== 読解文

業際問題(行政共助、定款の作成代理、法務省主導)の読み方

「業 際 問 題 を 切 る」

行政書士 宮原賢一

 

 

 

 昭和50年代当時の業法では、行政書士は「官公署へ提出する書類・権利義務・事実証明書類」であり、司法書士は「法務局・裁判所・検察庁へ提出する書類」であった。

ある時、帰化申請書類の作成は「行政書士の業務か司法書士の業務か」という問いに対し、自治省行政課長は「双方に属する。」と回答している文書(昭和37年 自治丁行29号)を読んだ。う〜ん・・読めば読むほど判らない???帰化申請書の提出先は?行政官公署たる法務省の長である法務大臣宛に申請するはずだ。そうすると、当然の帰結として行政書士の業務なのだが?実際の提出先(窓口)が地方法務局(おいおい経由機関のはずだろう。)だから、法務局に提出する書類とも看做せる。というのがいかにも波風を立てたくない役人の屁理屈と変なところで感心し、大笑いしたことがある。

 

1.訴訟合戦の結末

さて、昭和60年、埼玉の岡田弁護士が埼玉県司法書士会を相手取り「登記手続代理は司法書士の専権であり、弁護士といえども、偶々関与した事件に付随した登記以外は司法書士法違反である。」としたのは、弁護士に対する名誉毀損であり、業務妨害であるとして訴訟を起こしたのが埼玉訴訟である。

この時、日司連は「登記手続代理は司法書士の専権であり、弁護士といえども、偶々関与した事件に付随した登記以外は司法書士法違反である。」(昭和625月)とし、司法書士会を援護した。

一方、日弁連は「弁護士法第3条に定める法律事務として、訴訟事件その他の争訟に関連するか否かにかかわらず、当然に登記申請手続の代理を行うことができる」(日弁連総一第173号)

とした。

当時の朝日新聞は−弁護士と司法書士が登記事務で権益争い−と大々的に報じたが、この争いは弁護士側の勝訴で終った。

 

ところで、平成7年頃、福島県行政書士会所属の佐久間会員が、司法書士法違反で起訴されたのが所謂福島訴訟である。

====

読解文について、次の問いに答えてください。
1. 昭和50年代当時の業法では、司法書士の書類はどこへ提出する書類とされていましたか。
2. 帰化申請書類の作成は誰の業務かという問いに、自治省行政課長はどう回答しましたか。
3. 埼玉訴訟の争いは、どちらの側の勝訴で終わりましたか。

== 項目一覧

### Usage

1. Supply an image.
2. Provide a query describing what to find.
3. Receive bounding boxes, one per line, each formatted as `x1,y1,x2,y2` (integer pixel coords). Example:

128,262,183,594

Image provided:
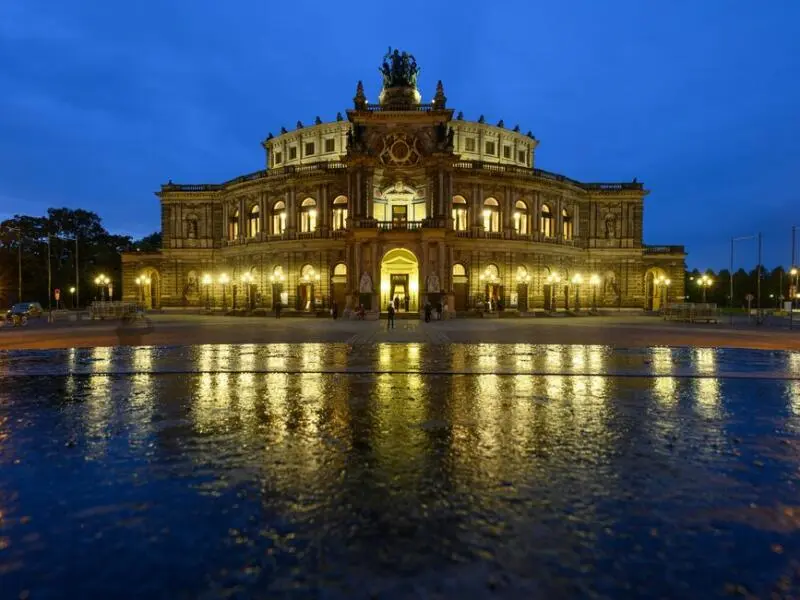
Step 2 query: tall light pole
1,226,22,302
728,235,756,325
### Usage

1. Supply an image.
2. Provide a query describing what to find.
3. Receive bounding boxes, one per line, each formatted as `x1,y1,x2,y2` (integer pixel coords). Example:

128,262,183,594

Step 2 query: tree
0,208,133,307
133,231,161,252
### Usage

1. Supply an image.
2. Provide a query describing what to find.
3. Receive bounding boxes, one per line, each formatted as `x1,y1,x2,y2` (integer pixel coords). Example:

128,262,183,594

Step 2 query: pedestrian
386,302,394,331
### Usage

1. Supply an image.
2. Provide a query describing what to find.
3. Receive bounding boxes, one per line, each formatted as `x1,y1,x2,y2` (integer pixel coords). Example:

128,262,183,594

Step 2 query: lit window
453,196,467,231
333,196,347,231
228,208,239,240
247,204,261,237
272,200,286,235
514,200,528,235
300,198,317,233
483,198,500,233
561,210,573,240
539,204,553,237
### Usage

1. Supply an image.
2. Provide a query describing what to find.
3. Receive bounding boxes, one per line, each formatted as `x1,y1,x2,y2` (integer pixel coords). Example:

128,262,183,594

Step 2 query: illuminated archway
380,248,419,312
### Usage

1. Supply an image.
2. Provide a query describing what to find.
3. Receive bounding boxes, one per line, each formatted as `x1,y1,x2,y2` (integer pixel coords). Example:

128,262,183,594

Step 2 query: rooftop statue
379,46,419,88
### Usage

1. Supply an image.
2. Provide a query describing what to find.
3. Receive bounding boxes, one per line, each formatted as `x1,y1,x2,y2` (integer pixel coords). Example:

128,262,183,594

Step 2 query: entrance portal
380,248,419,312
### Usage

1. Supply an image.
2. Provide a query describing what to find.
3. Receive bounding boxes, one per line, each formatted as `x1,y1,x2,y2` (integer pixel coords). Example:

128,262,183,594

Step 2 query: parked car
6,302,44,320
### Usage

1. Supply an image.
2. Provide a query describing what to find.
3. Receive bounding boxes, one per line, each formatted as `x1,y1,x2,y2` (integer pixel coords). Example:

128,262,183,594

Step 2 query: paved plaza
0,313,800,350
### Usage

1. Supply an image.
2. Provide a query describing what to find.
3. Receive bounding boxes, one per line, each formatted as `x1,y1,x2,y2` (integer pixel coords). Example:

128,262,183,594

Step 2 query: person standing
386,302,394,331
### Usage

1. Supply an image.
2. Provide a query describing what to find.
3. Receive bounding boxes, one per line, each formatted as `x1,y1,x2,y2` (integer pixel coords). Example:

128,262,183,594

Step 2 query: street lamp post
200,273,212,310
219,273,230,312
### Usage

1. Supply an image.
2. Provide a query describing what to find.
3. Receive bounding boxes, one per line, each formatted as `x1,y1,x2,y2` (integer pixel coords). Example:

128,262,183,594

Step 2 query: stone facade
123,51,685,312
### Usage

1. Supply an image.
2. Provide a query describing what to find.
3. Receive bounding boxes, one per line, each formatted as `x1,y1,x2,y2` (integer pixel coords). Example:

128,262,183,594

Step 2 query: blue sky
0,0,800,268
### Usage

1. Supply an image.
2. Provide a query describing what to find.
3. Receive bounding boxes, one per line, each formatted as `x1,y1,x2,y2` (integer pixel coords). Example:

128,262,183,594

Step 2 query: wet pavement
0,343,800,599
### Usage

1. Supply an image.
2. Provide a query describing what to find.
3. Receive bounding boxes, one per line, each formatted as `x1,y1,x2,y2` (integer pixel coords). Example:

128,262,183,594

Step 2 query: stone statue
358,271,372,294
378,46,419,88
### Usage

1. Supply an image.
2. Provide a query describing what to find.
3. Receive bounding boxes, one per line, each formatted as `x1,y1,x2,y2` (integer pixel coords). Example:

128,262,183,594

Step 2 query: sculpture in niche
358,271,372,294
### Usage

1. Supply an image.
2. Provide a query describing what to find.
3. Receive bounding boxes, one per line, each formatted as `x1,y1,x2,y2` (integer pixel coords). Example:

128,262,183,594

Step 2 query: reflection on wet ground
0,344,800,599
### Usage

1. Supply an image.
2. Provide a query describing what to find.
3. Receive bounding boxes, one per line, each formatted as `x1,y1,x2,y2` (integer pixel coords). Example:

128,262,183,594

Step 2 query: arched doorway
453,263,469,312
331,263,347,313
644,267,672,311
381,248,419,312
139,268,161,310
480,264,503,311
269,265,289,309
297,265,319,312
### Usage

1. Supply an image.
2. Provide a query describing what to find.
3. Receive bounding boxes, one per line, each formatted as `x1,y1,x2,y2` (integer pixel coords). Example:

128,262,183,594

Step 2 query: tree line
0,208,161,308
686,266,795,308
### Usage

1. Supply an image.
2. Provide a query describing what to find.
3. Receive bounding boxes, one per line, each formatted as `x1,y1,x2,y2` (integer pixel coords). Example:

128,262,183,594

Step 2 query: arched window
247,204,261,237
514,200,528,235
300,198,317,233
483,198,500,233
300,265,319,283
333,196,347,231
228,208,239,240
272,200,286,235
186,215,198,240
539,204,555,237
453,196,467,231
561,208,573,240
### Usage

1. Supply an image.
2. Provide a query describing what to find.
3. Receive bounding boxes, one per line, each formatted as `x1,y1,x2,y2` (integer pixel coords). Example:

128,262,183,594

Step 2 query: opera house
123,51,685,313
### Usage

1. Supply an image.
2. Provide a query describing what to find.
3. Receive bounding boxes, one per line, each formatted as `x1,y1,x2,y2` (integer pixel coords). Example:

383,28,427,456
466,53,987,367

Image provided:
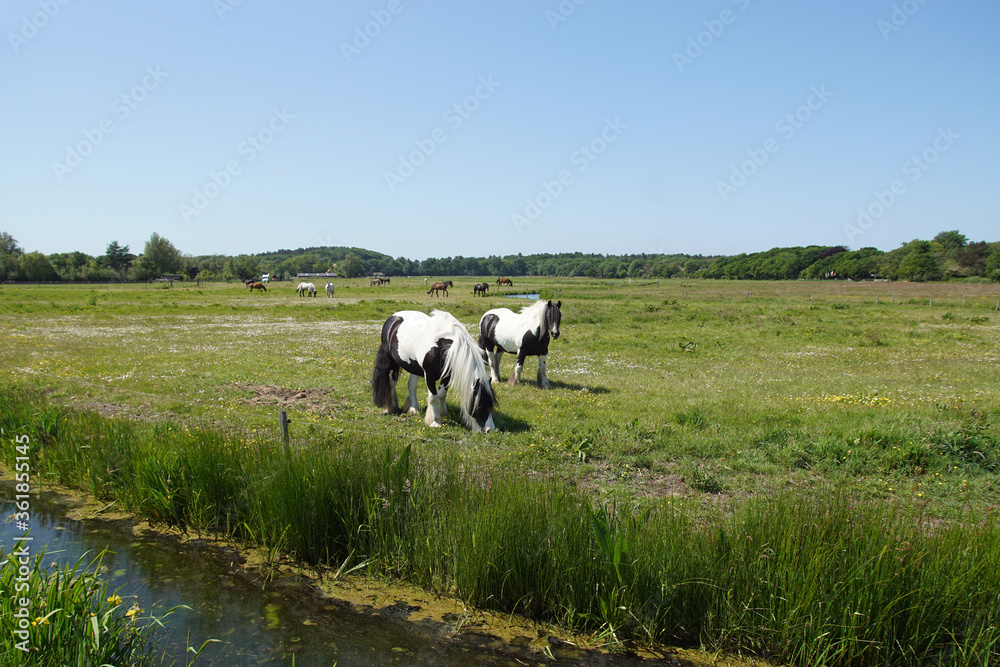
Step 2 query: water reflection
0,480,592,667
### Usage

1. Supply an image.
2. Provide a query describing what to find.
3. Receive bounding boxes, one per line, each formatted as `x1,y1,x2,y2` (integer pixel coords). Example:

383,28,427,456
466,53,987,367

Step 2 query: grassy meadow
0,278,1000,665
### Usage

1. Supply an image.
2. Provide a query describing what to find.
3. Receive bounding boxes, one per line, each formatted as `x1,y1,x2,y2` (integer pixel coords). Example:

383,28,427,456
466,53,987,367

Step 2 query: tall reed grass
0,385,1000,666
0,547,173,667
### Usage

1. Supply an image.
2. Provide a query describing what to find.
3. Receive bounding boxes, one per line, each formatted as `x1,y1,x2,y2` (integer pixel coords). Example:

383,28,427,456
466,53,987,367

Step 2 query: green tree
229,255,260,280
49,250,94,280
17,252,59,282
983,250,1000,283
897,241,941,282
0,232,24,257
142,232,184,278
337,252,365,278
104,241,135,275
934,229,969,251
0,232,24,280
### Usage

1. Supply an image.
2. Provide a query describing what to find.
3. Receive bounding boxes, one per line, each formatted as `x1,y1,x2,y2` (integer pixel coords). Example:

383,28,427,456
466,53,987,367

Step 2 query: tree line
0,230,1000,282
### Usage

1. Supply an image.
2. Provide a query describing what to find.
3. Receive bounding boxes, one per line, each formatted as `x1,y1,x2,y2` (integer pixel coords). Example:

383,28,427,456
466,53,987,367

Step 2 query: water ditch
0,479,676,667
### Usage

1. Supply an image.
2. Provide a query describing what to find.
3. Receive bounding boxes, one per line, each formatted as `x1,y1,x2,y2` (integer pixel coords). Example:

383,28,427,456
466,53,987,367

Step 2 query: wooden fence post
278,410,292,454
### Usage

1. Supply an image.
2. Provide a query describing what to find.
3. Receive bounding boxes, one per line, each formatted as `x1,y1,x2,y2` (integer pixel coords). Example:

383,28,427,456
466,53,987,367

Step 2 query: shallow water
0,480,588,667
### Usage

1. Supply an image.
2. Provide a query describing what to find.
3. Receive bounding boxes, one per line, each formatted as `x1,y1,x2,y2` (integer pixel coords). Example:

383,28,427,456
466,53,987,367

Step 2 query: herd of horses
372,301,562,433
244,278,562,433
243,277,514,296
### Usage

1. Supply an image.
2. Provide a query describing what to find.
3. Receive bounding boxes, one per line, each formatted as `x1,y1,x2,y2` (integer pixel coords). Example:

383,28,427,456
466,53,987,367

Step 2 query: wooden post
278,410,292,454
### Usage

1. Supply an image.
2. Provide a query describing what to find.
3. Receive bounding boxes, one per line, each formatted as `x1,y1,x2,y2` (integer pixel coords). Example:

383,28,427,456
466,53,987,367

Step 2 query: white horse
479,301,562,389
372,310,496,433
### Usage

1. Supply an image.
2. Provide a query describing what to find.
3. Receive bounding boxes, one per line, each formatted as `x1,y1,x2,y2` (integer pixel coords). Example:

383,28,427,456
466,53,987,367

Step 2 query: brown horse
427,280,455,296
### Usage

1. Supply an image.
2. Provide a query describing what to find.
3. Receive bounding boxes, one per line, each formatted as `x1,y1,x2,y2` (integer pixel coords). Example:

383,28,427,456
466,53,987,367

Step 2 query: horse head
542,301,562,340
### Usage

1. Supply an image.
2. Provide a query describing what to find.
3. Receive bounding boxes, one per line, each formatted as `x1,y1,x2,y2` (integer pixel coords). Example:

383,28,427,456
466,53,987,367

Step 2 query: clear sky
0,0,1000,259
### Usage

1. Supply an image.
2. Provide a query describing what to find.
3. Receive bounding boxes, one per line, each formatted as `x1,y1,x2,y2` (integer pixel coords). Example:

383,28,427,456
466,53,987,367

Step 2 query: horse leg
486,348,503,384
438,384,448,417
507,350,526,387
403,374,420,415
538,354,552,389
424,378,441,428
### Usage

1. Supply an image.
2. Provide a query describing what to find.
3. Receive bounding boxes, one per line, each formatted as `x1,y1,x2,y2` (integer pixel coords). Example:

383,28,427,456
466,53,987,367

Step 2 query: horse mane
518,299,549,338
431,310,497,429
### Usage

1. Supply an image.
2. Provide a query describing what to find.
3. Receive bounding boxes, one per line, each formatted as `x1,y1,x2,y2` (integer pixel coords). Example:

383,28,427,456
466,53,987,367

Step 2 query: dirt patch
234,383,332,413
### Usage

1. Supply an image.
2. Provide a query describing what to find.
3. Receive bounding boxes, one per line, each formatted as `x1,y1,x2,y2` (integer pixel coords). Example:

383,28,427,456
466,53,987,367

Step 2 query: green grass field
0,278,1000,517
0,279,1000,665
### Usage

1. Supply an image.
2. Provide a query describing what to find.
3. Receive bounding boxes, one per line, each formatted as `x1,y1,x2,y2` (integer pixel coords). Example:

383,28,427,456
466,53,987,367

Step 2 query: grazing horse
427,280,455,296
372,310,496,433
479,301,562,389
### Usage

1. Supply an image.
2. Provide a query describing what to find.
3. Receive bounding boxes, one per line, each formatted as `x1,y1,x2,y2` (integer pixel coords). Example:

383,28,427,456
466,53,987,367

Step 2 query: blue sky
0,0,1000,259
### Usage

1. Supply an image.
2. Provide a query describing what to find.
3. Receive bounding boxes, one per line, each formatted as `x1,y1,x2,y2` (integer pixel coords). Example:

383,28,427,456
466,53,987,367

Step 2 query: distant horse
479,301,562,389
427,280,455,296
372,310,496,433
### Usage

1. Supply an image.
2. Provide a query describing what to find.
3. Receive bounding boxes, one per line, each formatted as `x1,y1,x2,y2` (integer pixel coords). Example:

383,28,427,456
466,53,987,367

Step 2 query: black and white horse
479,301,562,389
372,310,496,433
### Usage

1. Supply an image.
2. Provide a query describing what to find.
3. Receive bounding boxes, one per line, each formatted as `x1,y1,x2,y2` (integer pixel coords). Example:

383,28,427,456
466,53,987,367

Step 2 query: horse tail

====

» **解答**
1. 法務局・裁判所・検察庁へ提出する書類です。
2. 「双方に属する。」と回答しました。
3. 弁護士側の勝訴で終わりました。